* [Listing]:
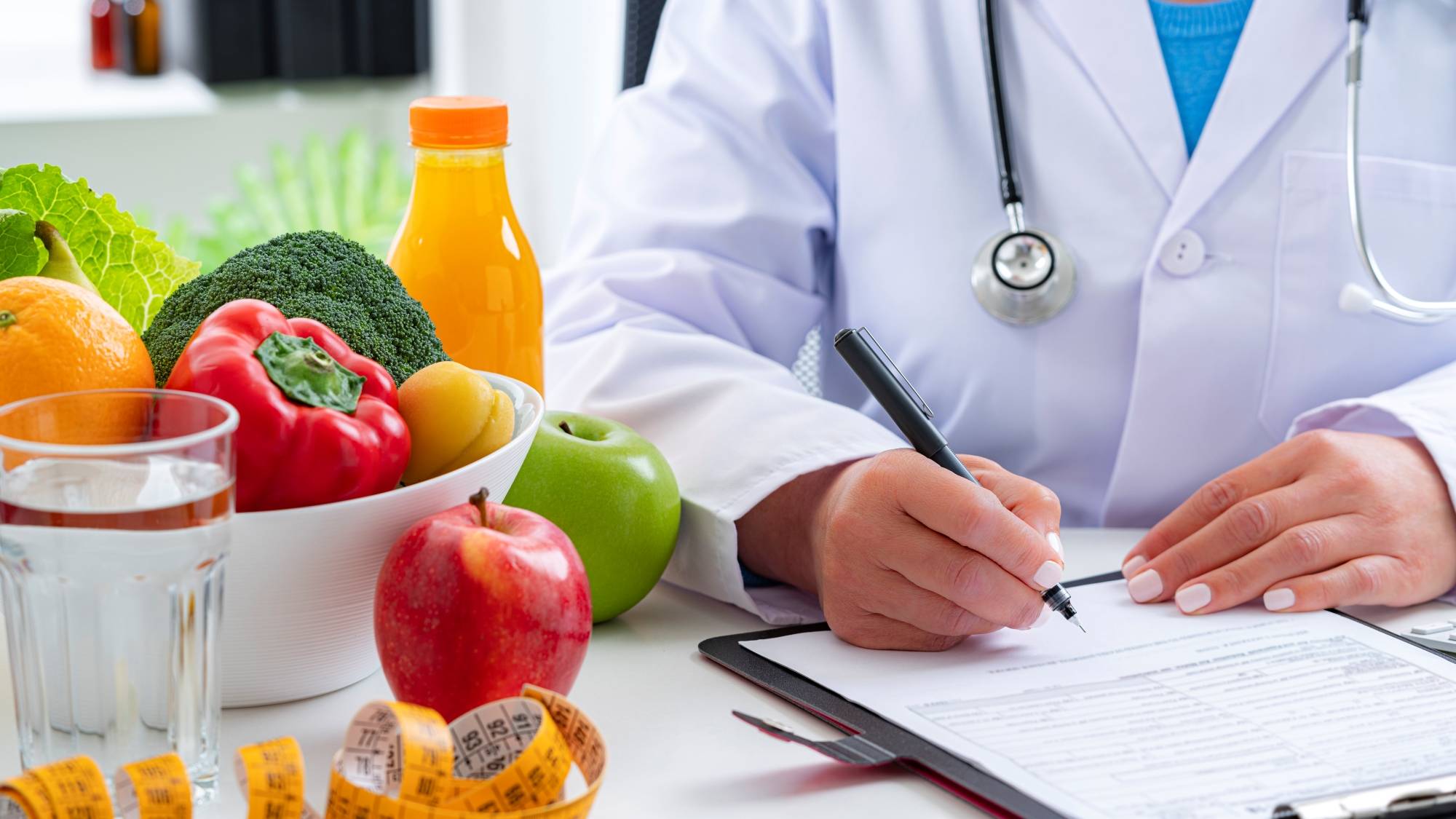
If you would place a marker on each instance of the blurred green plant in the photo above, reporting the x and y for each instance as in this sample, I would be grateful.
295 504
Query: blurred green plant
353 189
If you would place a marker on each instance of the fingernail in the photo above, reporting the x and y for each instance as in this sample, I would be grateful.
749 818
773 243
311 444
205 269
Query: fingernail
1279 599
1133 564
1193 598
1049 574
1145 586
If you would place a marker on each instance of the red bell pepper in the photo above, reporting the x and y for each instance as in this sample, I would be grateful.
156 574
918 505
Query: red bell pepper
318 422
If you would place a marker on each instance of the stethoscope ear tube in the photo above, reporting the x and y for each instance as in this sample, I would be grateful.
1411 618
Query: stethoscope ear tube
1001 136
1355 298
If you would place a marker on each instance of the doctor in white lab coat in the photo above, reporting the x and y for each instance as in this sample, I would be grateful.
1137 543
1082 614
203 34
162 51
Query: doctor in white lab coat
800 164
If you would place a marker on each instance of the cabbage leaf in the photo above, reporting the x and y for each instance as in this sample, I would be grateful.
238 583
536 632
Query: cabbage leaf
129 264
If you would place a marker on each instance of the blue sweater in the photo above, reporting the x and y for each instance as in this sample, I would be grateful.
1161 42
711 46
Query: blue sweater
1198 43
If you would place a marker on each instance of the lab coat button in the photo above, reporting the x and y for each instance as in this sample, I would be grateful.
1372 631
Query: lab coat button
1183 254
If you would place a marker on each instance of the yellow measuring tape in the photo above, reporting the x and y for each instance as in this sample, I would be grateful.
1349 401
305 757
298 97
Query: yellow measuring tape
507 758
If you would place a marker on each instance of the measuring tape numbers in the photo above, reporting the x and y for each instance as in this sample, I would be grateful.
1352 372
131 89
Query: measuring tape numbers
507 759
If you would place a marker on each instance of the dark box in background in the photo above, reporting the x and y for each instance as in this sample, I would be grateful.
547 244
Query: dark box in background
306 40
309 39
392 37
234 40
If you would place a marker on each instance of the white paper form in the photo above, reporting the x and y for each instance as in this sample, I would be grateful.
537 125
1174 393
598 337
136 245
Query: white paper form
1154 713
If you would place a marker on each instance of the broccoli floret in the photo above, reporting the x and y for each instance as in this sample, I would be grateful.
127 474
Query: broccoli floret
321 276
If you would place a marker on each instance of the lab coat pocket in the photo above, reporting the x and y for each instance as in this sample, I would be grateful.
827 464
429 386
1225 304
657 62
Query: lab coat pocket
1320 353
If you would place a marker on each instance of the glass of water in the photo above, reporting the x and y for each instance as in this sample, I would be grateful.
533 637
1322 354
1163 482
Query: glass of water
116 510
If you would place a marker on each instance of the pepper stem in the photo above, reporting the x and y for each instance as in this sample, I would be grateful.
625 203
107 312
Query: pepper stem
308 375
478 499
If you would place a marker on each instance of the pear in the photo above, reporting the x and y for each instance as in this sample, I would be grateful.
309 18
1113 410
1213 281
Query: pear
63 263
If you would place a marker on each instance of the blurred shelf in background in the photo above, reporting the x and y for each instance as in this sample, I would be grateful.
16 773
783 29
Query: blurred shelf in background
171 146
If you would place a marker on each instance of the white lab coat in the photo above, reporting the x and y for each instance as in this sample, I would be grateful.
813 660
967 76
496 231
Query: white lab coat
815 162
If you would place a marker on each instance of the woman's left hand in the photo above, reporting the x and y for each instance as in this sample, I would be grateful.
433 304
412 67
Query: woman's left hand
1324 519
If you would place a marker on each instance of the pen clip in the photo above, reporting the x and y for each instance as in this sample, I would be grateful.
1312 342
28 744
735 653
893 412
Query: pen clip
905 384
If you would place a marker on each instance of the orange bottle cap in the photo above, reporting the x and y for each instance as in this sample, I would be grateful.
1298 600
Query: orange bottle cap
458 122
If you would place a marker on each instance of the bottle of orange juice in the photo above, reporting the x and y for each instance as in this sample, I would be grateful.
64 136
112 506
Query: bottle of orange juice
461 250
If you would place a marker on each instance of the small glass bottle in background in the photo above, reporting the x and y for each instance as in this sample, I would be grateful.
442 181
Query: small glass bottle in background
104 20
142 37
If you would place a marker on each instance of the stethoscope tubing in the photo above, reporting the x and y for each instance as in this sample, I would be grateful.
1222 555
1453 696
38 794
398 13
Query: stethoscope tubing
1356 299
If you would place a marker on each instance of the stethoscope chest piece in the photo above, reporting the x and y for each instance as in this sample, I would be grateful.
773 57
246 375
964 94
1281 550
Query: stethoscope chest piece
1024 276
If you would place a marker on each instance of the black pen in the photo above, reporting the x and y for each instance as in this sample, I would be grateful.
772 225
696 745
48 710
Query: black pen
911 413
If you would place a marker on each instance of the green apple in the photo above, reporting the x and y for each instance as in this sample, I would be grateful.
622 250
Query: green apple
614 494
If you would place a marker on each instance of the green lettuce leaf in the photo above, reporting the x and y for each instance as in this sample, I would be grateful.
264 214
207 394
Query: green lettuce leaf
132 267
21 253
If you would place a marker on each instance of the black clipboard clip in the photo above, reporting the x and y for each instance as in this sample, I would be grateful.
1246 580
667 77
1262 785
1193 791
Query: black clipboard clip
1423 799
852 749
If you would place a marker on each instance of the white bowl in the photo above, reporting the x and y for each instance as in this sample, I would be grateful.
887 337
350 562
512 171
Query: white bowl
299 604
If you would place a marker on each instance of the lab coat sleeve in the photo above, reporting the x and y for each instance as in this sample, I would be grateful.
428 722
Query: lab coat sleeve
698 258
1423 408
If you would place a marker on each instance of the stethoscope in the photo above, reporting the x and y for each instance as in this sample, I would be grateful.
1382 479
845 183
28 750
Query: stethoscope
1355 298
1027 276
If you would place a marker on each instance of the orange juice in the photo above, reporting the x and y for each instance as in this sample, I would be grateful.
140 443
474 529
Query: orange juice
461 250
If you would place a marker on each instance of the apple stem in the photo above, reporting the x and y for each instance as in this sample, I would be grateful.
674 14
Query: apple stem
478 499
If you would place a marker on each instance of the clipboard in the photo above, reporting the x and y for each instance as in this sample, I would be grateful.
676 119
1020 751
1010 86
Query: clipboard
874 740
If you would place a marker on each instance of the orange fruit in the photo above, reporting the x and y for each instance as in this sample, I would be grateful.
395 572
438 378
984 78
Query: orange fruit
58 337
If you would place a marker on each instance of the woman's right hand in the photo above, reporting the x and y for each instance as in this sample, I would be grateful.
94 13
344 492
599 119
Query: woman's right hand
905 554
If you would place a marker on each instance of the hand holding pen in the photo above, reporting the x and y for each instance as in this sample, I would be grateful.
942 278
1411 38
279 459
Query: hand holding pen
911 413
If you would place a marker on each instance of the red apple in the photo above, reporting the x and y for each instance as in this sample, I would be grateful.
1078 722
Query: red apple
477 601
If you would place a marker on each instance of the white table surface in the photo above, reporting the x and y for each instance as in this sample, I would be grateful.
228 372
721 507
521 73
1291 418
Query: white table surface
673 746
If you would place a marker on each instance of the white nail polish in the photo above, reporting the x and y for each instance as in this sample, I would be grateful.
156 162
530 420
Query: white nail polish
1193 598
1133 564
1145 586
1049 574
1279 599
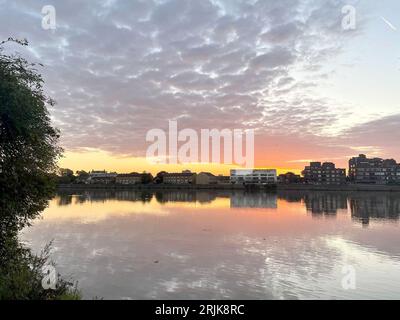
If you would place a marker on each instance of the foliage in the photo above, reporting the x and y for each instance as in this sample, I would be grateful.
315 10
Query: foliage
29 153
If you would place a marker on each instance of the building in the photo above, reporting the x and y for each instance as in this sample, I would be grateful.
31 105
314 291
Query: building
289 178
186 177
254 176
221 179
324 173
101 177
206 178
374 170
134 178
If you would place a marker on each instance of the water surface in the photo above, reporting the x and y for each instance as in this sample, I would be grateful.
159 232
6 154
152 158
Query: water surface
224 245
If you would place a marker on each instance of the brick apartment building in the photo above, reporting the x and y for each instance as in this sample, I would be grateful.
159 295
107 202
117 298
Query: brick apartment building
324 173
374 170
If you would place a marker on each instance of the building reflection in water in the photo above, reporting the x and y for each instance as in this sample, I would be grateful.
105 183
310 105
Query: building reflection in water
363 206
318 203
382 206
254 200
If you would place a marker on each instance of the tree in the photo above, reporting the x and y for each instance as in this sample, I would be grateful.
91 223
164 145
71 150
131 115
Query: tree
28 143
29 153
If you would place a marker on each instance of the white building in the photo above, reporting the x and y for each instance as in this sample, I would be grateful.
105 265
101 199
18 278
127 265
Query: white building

* [Written problem]: Locate the line that contains "the building reflection", then please quote it and every line after it to the end of the entries above, exactly and with nothing else.

* [Worked solution]:
If you would place a marker on each instance of the building reflection in water in the photo above, reporting the x and y for each instance as in this sample, I would be grateful.
105 183
310 105
Query: building reflection in water
363 206
318 203
382 206
254 200
If you would place a marker on each instance of the tree in the photo above, reporting the x and y for each instance as in this sample, I would be grateful.
91 223
164 145
71 150
131 115
Query: tree
28 143
29 153
If you would place a marker on each instance of the white building in the photo above, reporting the x and y for each instance as in this sample, I would be grateful.
105 265
101 199
18 278
127 265
Query: white building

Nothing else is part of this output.